EXCERPTED PASSAGE
The terrain radar works great and is of the highest quality and fidelity. The flight envelope protection systems of the Airbus F.B.W. flight control systems modeled by F.S.L. is impressive. The A319 is very hard to stall and when it is deliberately stalled the stall is quite controlled and controllable. Moreover, when the airspeed approaches the stall speed and a stall is imminent the auto-flight system automatically engages and applies maximum continuous takeoff thrust to prevent the stall. These added systems provide both reassurance and comfort. Steep turns and slow flight seem reasonable and realistic. Single engine climb performance tests and single engine takeoffs and landings were conducted at Edwards Air Force Base (KEDW) in Kern County, California, U.S.A. just north of Los Angeles and performance was very reasonable and realistic with full load of fuel, with a passenger cabin occupancy of 6 in the cabin. The landing bounce and touchdown effects are very nice and realistic for a normal operating range. However, for very hard landings, where I purposefully slammed the A319 down on the runway, the effect didn’t seem very realistic and seemed to max out at a moderately hard touchdown. It would be nice if F.S.L. added a hard rebound and/or near crash effect with very hard hits to the runway as effects candy.
Dynamic Ice Modeling “Super Cool“®: To test the icing I loaded up San Francisco International Airport (KSFO) and with a snowstorm. I turned off all de-ice systems in the A319. The icing built up on the airframe quickly and I was barely able to takeoff. I climbed for bit and stalled with a steep decent and crashed within a few minutes due to the excessive ice accumulation and no deice systems enabled. Member in the F.S.L. forums were forensically recreating previous real-world ice crashed. I didn’t spend allot of time looking at the visual effects as the previews and the F.S.L. forum members have posted numerous screenshots for the de-icing. The very detailed deice procedures are modeled with different deice solution that can be chosen in the Multipurpose Control Display Unit (M.C.D.U.) or Flight Management System (F.M.S.) in the Boeing orbit, located in the center console. Both the visual effects and the ice modeling is are fantastic and a grand slam by F.S.L.’s. I have not taken the time to test the various deice procedures and options available within the M.C.D.U. and administered through FS Dreamteam GSX or GSX Level 2.
Time to call the United States (U.S.) National Transportation and Safety Board (N.T.S.B.) “Go-Team.”
I would also highly recommend consulting the following Elite airline transport category aircraft crash experts: Gregory “Greg” A. Feith, Captain John M. Cox, Captain Chelsey B. “Sully” Sullenberger, III and National Aeronautics and Space Association (N.A.S.A.) Commander Story Musgrave M.D.
Windscreen dirt and the very first to the market blood splatter effect modeling “Trueblood“®: The effects are very detailed realistic and add a very surprising visual immersion and sense of depth to the V.C. The windshield wipers do not clean the windshield and there is no window washing fluid. The windscreen can only be cleaned by the maintenance crew by selecting the option in the M.C.D.U., when stopped. Again, this a fantastic effect and a grand slam by F.S.L.’s.
Rain Effects: The rain effects are the best I’ve seen today, bar none. The rain splatters lightly and then drain down the windshield in lines. The wiper blades range of motion, rate and sound are spot on to the real Air Canada A319 video. Again, this a fantastically delivered effect.
Dynamic 3D Lighting:
The Dynamic 3D Lighting looks excellent. The volume effect of the lighting is very good and when stopped next to the runway with a landing transport category aircraft the 3D lighting is most evident.

RECORDS SUPPLIED
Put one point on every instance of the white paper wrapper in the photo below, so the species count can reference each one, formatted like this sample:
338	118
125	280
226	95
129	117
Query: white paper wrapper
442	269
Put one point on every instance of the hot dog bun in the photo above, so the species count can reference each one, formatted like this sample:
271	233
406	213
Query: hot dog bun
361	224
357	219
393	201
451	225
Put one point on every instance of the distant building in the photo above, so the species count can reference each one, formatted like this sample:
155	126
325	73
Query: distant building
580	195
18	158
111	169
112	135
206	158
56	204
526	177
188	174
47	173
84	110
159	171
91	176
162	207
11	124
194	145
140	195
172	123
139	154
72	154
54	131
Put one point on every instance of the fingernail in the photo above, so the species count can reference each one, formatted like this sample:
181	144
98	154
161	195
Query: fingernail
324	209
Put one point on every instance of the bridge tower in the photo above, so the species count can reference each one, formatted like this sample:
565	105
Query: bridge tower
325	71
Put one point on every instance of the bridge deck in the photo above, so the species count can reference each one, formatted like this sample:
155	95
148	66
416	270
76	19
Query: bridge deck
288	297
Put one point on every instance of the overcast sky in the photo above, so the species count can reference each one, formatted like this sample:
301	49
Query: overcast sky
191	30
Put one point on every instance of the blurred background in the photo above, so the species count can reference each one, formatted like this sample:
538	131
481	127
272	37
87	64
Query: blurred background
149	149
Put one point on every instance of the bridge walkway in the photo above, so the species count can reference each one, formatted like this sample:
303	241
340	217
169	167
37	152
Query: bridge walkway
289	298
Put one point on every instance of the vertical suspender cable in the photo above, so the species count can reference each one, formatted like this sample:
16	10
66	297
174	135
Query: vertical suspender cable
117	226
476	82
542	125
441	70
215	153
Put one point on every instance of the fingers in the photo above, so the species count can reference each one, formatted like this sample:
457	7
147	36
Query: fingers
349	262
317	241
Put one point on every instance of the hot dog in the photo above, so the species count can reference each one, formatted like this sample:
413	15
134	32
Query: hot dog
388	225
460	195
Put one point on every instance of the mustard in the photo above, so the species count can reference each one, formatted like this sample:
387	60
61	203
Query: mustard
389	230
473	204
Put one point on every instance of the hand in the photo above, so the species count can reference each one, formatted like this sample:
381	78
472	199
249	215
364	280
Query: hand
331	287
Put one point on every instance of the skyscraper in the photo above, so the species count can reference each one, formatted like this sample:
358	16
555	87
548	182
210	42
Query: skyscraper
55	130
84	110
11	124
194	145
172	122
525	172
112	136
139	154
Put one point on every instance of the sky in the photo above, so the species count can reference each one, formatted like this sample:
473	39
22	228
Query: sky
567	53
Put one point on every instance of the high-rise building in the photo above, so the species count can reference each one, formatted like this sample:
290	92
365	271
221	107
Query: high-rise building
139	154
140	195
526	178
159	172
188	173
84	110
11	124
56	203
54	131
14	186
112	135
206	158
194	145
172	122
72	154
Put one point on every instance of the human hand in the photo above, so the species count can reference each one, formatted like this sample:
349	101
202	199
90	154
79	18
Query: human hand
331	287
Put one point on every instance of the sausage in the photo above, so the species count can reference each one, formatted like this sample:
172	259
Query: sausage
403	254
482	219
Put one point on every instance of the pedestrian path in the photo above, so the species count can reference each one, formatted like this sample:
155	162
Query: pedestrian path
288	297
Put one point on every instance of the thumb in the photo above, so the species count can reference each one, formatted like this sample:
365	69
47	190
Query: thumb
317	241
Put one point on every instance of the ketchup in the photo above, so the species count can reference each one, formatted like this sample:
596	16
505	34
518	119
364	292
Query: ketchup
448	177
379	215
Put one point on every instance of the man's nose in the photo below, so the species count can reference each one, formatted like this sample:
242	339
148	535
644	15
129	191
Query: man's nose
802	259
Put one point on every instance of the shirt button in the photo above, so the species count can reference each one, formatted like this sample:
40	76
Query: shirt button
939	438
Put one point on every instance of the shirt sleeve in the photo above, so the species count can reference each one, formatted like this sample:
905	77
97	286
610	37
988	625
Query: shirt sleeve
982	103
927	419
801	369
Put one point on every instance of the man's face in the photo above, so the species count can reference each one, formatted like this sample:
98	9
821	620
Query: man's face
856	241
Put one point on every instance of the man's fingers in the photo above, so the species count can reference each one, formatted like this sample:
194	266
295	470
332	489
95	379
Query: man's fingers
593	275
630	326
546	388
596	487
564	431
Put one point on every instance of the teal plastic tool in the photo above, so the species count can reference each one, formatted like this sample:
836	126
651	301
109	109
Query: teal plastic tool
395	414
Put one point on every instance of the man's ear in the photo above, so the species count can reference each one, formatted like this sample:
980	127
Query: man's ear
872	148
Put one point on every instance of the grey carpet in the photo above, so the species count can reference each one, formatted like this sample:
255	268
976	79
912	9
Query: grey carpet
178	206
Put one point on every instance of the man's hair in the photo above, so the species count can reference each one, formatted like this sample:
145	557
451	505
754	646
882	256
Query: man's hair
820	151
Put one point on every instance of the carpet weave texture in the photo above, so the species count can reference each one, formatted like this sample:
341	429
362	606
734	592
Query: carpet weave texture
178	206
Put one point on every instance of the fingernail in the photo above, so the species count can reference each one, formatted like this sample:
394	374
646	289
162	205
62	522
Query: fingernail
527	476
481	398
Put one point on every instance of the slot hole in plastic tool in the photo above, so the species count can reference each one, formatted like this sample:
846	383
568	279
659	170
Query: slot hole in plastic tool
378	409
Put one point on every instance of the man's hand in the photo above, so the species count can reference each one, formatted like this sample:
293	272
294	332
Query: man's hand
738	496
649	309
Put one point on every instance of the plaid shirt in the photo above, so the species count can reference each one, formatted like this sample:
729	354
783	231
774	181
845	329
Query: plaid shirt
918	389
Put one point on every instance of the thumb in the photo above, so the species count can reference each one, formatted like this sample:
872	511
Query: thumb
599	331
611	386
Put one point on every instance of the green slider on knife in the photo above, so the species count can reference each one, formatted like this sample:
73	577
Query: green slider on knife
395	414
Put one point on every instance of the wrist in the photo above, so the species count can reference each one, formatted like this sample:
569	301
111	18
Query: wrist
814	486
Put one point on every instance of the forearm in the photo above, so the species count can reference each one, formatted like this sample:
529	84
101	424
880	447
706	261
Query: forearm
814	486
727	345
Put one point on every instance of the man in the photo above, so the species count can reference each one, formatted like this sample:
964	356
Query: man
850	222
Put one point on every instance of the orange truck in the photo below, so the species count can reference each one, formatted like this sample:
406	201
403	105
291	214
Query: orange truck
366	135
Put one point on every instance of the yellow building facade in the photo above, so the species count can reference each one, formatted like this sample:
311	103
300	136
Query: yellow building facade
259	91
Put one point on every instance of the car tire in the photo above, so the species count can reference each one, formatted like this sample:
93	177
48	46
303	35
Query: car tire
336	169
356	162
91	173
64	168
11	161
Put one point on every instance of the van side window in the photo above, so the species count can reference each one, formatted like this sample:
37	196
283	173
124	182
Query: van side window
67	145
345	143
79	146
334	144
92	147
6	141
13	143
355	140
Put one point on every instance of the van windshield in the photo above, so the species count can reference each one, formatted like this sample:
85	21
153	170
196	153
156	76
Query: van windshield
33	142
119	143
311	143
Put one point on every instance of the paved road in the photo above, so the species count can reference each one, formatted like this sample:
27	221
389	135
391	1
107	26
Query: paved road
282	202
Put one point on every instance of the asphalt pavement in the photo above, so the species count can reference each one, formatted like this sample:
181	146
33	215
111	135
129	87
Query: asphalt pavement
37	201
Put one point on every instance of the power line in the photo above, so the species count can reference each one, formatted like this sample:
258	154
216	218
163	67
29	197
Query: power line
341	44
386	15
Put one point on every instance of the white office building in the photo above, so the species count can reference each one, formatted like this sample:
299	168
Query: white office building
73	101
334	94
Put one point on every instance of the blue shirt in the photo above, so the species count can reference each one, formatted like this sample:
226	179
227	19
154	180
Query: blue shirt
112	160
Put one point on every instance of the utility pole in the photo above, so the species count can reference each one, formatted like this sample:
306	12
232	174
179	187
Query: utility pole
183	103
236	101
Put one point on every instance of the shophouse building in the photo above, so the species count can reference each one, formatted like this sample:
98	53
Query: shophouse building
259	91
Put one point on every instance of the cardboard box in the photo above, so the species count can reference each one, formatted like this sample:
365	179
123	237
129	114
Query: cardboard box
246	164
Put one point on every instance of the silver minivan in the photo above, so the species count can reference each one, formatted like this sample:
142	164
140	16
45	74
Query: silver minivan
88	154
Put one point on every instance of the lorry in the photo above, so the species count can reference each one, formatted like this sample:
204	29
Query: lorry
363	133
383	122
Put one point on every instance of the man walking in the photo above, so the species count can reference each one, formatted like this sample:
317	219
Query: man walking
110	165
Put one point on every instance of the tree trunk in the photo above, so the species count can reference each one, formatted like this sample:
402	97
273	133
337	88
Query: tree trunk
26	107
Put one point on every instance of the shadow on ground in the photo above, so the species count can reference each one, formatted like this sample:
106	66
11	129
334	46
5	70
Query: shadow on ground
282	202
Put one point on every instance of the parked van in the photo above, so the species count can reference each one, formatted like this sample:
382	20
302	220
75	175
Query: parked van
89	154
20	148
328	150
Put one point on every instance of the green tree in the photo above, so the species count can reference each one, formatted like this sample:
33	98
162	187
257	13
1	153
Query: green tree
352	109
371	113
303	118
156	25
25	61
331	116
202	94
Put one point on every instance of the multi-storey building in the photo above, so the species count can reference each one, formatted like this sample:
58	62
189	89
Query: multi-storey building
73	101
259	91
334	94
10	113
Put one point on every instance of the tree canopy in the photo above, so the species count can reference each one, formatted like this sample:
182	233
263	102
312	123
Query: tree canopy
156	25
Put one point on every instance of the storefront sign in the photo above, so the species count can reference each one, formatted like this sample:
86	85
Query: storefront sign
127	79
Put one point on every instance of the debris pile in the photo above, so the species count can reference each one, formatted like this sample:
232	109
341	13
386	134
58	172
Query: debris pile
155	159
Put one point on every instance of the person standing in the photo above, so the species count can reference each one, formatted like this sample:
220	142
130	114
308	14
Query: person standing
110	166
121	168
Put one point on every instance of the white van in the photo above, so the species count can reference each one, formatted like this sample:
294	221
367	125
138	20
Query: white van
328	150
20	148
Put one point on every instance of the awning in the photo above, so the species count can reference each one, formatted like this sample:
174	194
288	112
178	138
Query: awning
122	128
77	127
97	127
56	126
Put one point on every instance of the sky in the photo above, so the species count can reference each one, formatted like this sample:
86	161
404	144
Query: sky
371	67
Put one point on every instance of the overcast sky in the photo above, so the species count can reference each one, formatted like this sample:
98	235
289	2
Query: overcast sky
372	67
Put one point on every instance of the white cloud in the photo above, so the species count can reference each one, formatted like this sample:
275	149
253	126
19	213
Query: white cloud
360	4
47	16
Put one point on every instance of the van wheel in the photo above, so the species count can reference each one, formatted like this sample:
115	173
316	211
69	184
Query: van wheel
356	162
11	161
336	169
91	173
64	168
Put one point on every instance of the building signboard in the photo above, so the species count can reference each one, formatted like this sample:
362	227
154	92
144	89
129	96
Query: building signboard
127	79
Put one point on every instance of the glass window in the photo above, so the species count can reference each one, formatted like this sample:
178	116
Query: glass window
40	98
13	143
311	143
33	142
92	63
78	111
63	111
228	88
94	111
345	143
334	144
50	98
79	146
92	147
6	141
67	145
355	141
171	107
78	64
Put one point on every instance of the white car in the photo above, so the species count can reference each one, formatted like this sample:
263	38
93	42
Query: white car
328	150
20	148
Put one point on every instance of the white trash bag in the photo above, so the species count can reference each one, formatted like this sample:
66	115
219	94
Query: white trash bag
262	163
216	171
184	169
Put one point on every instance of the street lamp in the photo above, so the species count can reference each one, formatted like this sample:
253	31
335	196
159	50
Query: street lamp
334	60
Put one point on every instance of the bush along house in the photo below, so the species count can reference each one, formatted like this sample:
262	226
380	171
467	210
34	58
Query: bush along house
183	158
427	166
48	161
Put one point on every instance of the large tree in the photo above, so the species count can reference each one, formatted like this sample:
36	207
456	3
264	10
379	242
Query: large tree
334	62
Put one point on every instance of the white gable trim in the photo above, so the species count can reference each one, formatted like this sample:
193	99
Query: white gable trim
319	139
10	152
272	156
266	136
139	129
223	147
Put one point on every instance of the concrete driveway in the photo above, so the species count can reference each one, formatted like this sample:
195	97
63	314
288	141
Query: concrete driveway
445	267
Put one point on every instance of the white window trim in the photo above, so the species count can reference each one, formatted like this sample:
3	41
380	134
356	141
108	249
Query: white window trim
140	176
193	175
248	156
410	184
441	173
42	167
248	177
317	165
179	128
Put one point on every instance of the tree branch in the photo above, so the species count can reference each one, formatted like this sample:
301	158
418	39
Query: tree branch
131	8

GIVEN TASK
Retype the part of the A319 review starting at "Windscreen dirt and" and ending at "effect and a grand slam by F.S.L.’s.". The records have nothing to do with the A319 review.

EXERCISE OUTPUT
Windscreen dirt and the very first to the market blood splatter effect modeling “Trueblood“®: The effects are very detailed realistic and add a very surprising visual immersion and sense of depth to the V.C. The windshield wipers do not clean the windshield and there is no window washing fluid. The windscreen can only be cleaned by the maintenance crew by selecting the option in the M.C.D.U., when stopped. Again, this a fantastic effect and a grand slam by F.S.L.’s.